» **Exercise objective**: Type out the records that follow, exactly as given.

- - - -

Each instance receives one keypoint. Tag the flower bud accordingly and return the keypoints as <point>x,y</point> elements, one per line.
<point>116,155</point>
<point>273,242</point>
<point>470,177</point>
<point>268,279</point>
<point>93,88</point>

- - - -

» **Response**:
Each instance receives one keypoint. Tag the flower bud accordingly and return the keypoints as <point>x,y</point> elements, one per line.
<point>116,155</point>
<point>273,242</point>
<point>470,177</point>
<point>268,279</point>
<point>93,88</point>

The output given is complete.